**Seçilen metin**

++++

© Zülal Kalkandelen
Cumhuriyet / 5 Şubat 2012
Geçen aralık ayında Salon’da olağanüstü güzel bir gece yaşandı. Gecenin konuğu, son yıllarda büyük çıkış yapan Londralı grup Portico Quartet’ti. O gece orada olanlar, hayatları boyu unutamayacakları bir müzik ziyafeti yaşadı. Dört genç adam bizi, son derece ufuk açıcı, sınırları yok eden, bambaşka bir ses evrenine soktu. Konserden sonra kendimi tutamayıp bir dizi tweet attığımı da hatırlıyorum. Öylesine coşkun bir ruh hali yaratmışlardı.
Bir zamanlar Londra’da The National Theatre’ın önünde çalıp para kazanmaya çalışan gençlerden kurulu Portico Quartet. Ama bu kısa zamanda çok yol kat ettiler. 2008 tarihli ilk albümleri “Knee-deep In The North Sea” önemli müzik ödüllerinden Mercury’ye aday gösterildi. Ertesi yıl yayımlanan “Isla”, çok olumlu eleştiriler aldı ve grubu bir tartışmanın da ortasına çekti. “Portico Quartet caz grubu mu değil mi?” tartışmasıydı bu.

++++

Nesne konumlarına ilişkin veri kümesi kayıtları
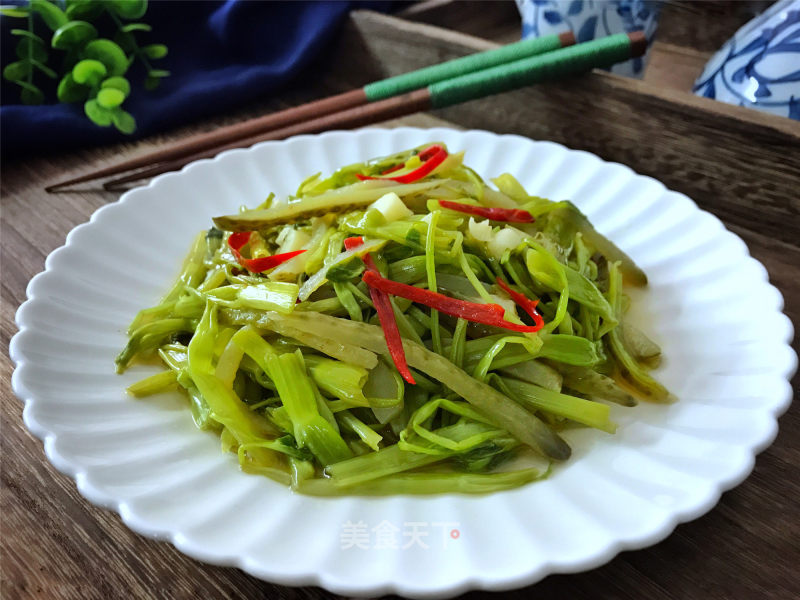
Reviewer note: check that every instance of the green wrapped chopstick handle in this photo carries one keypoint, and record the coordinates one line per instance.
(553, 65)
(394, 86)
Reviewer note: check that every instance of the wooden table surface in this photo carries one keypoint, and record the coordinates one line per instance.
(55, 544)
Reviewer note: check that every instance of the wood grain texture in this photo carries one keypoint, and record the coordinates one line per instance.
(55, 545)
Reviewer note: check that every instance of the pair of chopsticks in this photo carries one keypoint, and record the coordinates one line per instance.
(452, 82)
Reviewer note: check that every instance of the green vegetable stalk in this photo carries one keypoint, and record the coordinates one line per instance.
(90, 68)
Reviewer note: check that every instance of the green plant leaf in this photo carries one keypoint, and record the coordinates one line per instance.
(89, 72)
(27, 34)
(14, 11)
(51, 14)
(73, 34)
(130, 27)
(17, 71)
(155, 51)
(124, 121)
(110, 97)
(84, 9)
(44, 69)
(108, 53)
(31, 48)
(30, 93)
(117, 83)
(126, 41)
(97, 114)
(128, 9)
(151, 83)
(71, 91)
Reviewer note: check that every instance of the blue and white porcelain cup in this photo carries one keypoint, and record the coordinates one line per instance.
(590, 19)
(759, 66)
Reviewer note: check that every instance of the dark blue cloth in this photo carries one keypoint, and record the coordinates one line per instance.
(221, 56)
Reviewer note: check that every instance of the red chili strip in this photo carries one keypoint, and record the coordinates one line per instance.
(237, 241)
(528, 305)
(509, 215)
(383, 305)
(487, 314)
(431, 158)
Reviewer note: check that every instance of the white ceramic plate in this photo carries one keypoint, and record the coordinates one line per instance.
(667, 464)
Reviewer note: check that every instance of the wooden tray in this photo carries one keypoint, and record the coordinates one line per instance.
(742, 163)
(739, 164)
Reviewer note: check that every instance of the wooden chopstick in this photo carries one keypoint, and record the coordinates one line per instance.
(373, 92)
(603, 52)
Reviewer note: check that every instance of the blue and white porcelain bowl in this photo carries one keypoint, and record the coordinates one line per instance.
(759, 66)
(590, 19)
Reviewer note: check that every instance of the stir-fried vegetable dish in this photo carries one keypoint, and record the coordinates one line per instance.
(400, 326)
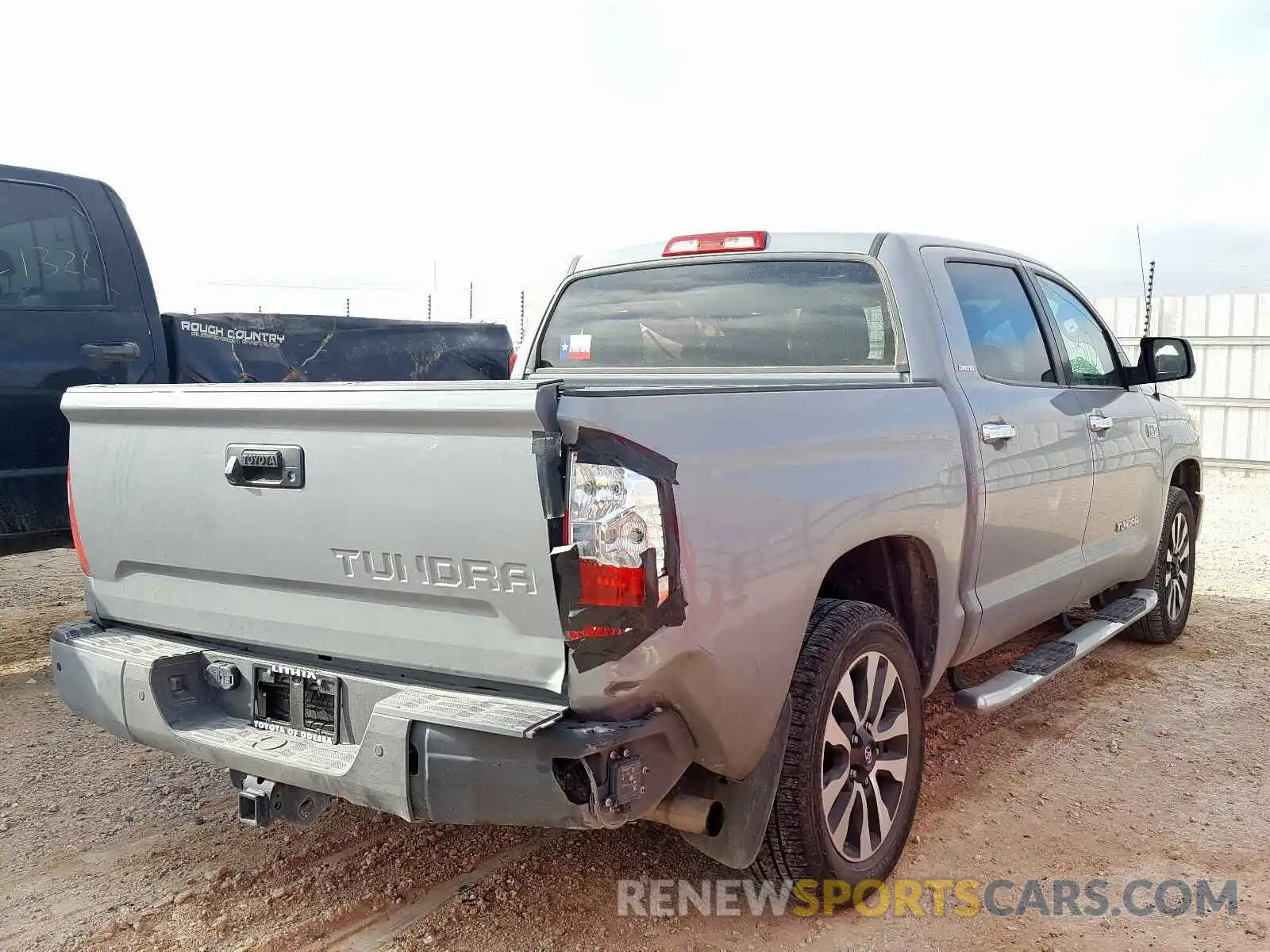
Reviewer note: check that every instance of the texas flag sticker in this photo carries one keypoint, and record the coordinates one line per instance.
(575, 347)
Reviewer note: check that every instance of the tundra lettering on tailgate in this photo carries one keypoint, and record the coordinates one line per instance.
(442, 571)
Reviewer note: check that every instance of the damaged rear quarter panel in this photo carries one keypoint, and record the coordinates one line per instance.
(772, 486)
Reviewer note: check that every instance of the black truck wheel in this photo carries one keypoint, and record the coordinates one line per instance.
(854, 758)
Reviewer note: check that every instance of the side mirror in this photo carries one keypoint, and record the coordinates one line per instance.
(1162, 359)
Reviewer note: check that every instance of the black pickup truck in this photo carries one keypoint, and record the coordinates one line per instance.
(78, 306)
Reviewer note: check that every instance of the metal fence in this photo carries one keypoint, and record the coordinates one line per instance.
(1230, 393)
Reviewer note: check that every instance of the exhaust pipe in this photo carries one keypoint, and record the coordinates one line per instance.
(689, 814)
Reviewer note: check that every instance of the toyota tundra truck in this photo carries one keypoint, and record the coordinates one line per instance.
(749, 501)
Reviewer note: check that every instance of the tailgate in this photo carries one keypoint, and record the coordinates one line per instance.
(414, 535)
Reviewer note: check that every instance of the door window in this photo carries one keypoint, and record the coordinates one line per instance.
(48, 257)
(1089, 353)
(1005, 332)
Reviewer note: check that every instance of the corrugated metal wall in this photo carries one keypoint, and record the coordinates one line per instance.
(1230, 393)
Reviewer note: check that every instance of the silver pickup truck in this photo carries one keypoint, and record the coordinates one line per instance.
(749, 498)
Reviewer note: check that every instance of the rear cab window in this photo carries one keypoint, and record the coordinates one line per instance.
(822, 314)
(48, 255)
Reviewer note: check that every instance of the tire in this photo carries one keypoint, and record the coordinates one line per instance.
(1174, 577)
(846, 643)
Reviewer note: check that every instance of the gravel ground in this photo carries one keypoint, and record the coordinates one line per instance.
(1146, 762)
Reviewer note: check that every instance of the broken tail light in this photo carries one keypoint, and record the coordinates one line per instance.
(620, 524)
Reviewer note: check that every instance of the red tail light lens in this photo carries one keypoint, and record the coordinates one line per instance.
(615, 520)
(75, 539)
(611, 584)
(596, 631)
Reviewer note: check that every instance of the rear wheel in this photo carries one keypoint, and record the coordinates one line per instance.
(1174, 577)
(854, 758)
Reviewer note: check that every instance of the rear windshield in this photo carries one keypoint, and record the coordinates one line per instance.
(724, 314)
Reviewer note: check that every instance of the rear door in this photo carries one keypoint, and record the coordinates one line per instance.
(1032, 437)
(69, 315)
(1127, 507)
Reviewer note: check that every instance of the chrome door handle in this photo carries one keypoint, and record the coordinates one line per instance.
(999, 432)
(1100, 422)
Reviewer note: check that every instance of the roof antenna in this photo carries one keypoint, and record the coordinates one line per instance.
(1149, 285)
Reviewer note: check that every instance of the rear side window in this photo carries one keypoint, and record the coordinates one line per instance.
(724, 314)
(1003, 328)
(1086, 343)
(48, 257)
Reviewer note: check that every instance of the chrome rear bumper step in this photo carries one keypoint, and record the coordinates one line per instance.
(1045, 662)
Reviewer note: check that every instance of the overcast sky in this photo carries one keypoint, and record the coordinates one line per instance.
(289, 155)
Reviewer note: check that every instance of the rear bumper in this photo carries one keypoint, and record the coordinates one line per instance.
(421, 753)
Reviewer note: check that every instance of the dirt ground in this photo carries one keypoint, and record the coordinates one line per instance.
(1147, 762)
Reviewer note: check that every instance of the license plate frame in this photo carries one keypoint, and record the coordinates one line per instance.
(296, 701)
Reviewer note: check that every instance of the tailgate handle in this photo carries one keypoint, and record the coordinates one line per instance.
(264, 467)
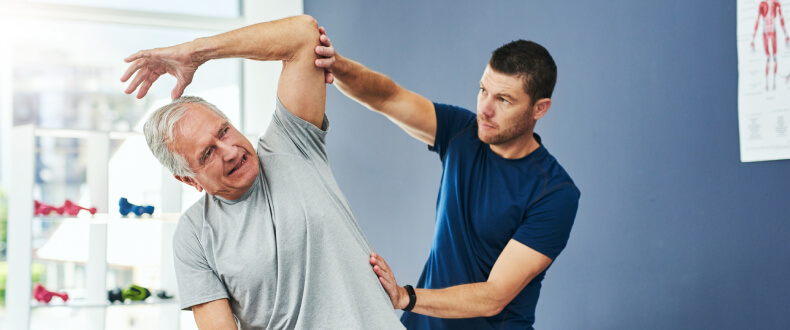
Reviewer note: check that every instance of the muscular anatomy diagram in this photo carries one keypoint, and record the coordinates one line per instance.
(768, 11)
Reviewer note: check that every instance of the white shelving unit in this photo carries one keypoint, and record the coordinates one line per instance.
(19, 302)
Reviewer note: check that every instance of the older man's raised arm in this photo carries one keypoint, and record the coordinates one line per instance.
(292, 40)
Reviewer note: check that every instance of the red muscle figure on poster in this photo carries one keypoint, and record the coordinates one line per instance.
(769, 10)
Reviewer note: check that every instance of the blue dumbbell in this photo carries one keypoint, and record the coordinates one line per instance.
(126, 207)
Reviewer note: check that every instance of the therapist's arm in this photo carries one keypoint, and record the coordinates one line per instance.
(214, 315)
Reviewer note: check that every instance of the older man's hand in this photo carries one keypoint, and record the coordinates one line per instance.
(149, 64)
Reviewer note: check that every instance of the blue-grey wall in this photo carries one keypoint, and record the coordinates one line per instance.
(673, 231)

++++

**Alıştırma ayrıntıları**
Portico Quartet hakkındaki metni baştan sona, tek bir değişiklik yapmadan yeniden yazın.

**Sorunun yanıtı**
© Zülal Kalkandelen
Cumhuriyet / 5 Şubat 2012
Geçen aralık ayında Salon’da olağanüstü güzel bir gece yaşandı. Gecenin konuğu, son yıllarda büyük çıkış yapan Londralı grup Portico Quartet’ti. O gece orada olanlar, hayatları boyu unutamayacakları bir müzik ziyafeti yaşadı. Dört genç adam bizi, son derece ufuk açıcı, sınırları yok eden, bambaşka bir ses evrenine soktu. Konserden sonra kendimi tutamayıp bir dizi tweet attığımı da hatırlıyorum. Öylesine coşkun bir ruh hali yaratmışlardı.
Bir zamanlar Londra’da The National Theatre’ın önünde çalıp para kazanmaya çalışan gençlerden kurulu Portico Quartet. Ama bu kısa zamanda çok yol kat ettiler. 2008 tarihli ilk albümleri “Knee-deep In The North Sea” önemli müzik ödüllerinden Mercury’ye aday gösterildi. Ertesi yıl yayımlanan “Isla”, çok olumlu eleştiriler aldı ve grubu bir tartışmanın da ortasına çekti. “Portico Quartet caz grubu mu değil mi?” tartışmasıydı bu.